Point labeling records:

● ● ●

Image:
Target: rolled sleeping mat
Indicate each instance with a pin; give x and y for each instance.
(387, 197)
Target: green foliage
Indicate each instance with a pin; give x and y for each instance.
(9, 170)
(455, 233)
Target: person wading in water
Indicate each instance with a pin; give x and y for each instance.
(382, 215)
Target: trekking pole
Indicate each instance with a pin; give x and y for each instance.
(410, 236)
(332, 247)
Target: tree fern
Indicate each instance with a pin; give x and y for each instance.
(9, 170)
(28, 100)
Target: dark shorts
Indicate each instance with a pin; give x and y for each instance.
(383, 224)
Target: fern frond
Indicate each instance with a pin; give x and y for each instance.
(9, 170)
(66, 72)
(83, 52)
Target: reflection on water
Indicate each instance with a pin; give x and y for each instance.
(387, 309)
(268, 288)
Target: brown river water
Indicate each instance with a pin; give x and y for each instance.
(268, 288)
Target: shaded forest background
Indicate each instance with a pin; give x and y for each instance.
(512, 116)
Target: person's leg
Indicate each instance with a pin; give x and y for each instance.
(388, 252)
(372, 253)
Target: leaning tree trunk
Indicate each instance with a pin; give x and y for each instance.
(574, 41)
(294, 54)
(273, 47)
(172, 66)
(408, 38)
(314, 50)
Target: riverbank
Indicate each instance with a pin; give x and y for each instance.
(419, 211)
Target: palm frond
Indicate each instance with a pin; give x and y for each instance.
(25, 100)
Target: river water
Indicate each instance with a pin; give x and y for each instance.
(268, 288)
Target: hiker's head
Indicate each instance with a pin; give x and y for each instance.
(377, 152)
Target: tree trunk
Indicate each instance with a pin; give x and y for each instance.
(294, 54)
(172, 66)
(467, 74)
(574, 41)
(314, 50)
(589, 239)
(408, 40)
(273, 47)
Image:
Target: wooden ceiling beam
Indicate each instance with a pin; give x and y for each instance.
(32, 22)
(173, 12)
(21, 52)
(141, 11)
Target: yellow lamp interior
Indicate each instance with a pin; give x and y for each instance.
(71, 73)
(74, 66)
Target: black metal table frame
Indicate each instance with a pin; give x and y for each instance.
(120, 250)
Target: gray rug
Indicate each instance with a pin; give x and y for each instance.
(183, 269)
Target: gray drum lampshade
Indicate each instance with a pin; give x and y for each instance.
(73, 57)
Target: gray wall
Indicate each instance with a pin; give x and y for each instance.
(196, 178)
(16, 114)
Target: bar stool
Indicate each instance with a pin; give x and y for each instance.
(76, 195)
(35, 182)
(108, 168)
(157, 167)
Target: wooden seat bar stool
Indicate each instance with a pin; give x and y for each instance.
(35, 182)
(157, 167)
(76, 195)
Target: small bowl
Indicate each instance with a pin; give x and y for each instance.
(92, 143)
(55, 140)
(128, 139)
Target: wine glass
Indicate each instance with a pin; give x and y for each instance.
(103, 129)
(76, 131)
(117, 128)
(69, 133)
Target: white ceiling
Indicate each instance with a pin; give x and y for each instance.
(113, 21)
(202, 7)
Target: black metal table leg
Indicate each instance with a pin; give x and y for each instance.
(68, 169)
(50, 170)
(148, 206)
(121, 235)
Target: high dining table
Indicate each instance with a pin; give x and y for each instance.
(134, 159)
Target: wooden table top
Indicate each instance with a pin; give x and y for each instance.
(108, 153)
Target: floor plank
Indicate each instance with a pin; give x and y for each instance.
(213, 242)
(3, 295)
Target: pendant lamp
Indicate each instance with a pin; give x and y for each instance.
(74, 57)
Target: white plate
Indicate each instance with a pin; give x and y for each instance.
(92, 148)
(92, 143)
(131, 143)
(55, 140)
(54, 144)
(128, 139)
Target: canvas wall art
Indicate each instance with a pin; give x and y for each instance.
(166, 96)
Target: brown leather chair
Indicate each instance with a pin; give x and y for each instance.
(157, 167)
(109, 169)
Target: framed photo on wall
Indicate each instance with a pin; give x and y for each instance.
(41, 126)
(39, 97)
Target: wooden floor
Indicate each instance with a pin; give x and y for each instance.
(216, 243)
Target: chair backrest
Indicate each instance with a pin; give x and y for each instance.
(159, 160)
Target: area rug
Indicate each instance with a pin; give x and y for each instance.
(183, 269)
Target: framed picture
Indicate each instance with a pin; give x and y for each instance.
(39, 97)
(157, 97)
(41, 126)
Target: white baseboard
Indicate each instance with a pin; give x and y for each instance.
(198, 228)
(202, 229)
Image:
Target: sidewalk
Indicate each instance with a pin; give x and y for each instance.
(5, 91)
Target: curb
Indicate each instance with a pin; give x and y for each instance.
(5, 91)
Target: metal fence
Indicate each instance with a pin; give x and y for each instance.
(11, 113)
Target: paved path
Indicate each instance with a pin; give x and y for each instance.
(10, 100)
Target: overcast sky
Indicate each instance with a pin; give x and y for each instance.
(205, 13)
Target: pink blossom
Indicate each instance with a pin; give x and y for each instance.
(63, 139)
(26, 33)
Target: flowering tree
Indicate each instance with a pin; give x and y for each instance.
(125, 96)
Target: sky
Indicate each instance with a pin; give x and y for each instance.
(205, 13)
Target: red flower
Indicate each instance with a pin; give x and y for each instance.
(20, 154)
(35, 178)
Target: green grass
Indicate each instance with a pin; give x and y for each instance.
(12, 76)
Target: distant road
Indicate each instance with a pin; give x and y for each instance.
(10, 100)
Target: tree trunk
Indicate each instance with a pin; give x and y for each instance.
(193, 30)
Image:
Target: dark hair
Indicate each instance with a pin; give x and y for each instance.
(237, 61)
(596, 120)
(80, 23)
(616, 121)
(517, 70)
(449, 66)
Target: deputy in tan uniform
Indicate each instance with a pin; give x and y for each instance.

● ● ●

GIVEN INSTRUCTION
Change "Indicate each instance with a pin" to "Mark each instance with a point" everywhere it occurs in the records above, leaving all other wording unchanged.

OUTPUT FOR THIS TASK
Image:
Target: rolled sleeping mat
Mark each instance with a point; give x and y for each instance.
(387, 197)
Target: green foliage
Mark each instance with a point; give x and y for each instance.
(9, 170)
(455, 233)
Target: person wading in water
Mark each instance with a point; give x and y for each instance.
(382, 215)
Target: trekking pole
Mark each instance with a point; give x and y for each instance.
(410, 236)
(332, 247)
Target: tree fern
Mark each instance with a point; give x and y for each instance.
(9, 170)
(28, 100)
Target: dark shorts
Mark each instance with a point; give x and y for each instance.
(383, 224)
Target: fern frond
Mark each instance with a point; give x and y for each instance.
(9, 170)
(66, 72)
(83, 52)
Target: reflection on water
Mark each instance with a point; give x and y for each instance.
(387, 309)
(268, 288)
Target: brown river water
Mark each instance with a point; give x and y for each instance.
(268, 288)
Target: shaded forest background
Mark each instance with a point; give x and y for each instance.
(512, 116)
Target: person's leg
Mark each instance with a point; give x and y for each instance.
(388, 252)
(372, 253)
Target: leaning tree trunk
Mark each instance with a point; give x and y for each instance.
(574, 41)
(294, 54)
(273, 47)
(172, 66)
(408, 38)
(314, 50)
Target: riverbank
Mark each instance with a point; give x and y for each instance.
(419, 211)
Target: palm frond
Mark each instance with a point; give x and y for each instance.
(25, 100)
Target: river water
Mark each instance with a point; give x and y for each instance.
(268, 288)
Target: hiker's head
Mark each instance with a point; give x and y for each instance.
(377, 152)
Target: tree trunk
Mark each instance with a point; give x and y for each instance.
(294, 54)
(172, 66)
(467, 74)
(574, 41)
(314, 50)
(589, 239)
(408, 40)
(273, 47)
Image:
Target: wooden ceiling beam
Mark each instance with a point; give x and y for each instance.
(32, 22)
(173, 12)
(21, 52)
(141, 11)
Target: yellow lamp interior
Mark each instance with a point; give x and y for each instance.
(71, 73)
(74, 66)
Target: black metal table frame
Mark each instance with a point; give x and y for each instance.
(120, 250)
Target: gray rug
Mark each instance with a point; give x and y for each instance.
(183, 269)
Target: gray drum lampshade
Mark each instance with a point; give x and y for each instance.
(73, 57)
Target: gray wall
Mark each instance with a point; give x and y for each instance.
(196, 178)
(16, 114)
Target: bar stool
Mark each instance with a point; give x and y for each instance.
(76, 195)
(35, 182)
(108, 168)
(157, 167)
Target: wooden seat bar stool
Mark each instance with a point; give x and y for each instance.
(35, 182)
(157, 167)
(76, 195)
Target: small bowl
Mark each instance with a point; give x and y for each instance.
(92, 143)
(55, 140)
(128, 139)
Target: wine glass
Mark each instance with a point; give x and y for each instance.
(103, 129)
(76, 131)
(117, 128)
(69, 133)
Target: white ceiling
Mark each instance with a point; give x and y for each instance.
(113, 21)
(202, 7)
Target: black metal table leg
Mark each instance with a point; give x and y for each instance.
(68, 169)
(50, 170)
(148, 206)
(121, 235)
Target: high dining table
Mark each instance with a point; give x and y for each instance.
(134, 159)
Target: wooden table top
Mark each instance with a point; give x and y for each instance.
(108, 153)
Target: floor plank
Mark each instance with a point; give x and y for each instance.
(213, 242)
(3, 295)
Target: pendant lamp
Mark each instance with a point; give x and y for each instance.
(74, 57)
Target: white plate
Mark each instance with a point; give x and y for each instance.
(92, 148)
(92, 143)
(131, 143)
(55, 140)
(54, 144)
(128, 139)
Target: canvas wall art
Mark each instance with a point; give x and y for each instance.
(166, 96)
Target: brown leather chair
Mark each instance with a point; give x and y for each instance.
(157, 167)
(109, 169)
Target: framed photo on wall
Mark each instance with a point; give x and y for each instance.
(41, 126)
(39, 97)
Target: wooden floor
Mark each instance with a point; give x and y for each instance.
(216, 243)
Target: chair backrest
Mark each instance with a point; give x and y for each instance.
(159, 160)
Target: area rug
Mark each instance with a point; give x and y for each instance.
(183, 269)
Target: framed picture
Mark each instance with a point; give x and y for each instance.
(39, 97)
(157, 97)
(41, 126)
Target: white baseboard
Mark each instance with a point; give x and y for each instance.
(198, 228)
(202, 229)
Image:
Target: sidewalk
Mark each instance with a point; give x and y for each instance.
(5, 91)
Target: curb
Mark each instance with a point; give x and y for each instance.
(5, 91)
Target: metal fence
Mark each instance with a point; give x and y for each instance.
(11, 113)
Target: paved path
Mark each instance with a point; give x and y for each instance.
(10, 100)
Target: overcast sky
Mark each instance with a point; give x and y for each instance.
(205, 13)
Target: pink blossom
Mark each instance with a point; give x and y for each instance.
(63, 139)
(26, 33)
Target: flowering tree
Mark each instance with a point; give x and y for each instance.
(125, 96)
Target: sky
Mark each instance with a point; give x and y for each instance.
(205, 13)
Target: red flower
Mark each instance with a point; give x and y for each instance.
(20, 154)
(35, 178)
Target: green grass
Mark each instance with a point; give x and y for each instance.
(12, 76)
Target: distant road
Mark each instance with a point; give x and y for each instance.
(10, 100)
Target: tree trunk
Mark each instance with a point; give x and y for each instance.
(193, 30)
Image:
Target: dark hair
Mark each instance with a point; give x and y for each instance.
(237, 61)
(596, 120)
(80, 23)
(616, 121)
(517, 70)
(449, 66)
Target: deputy in tan uniform
Mark each instance with a point; give x and y for each instance.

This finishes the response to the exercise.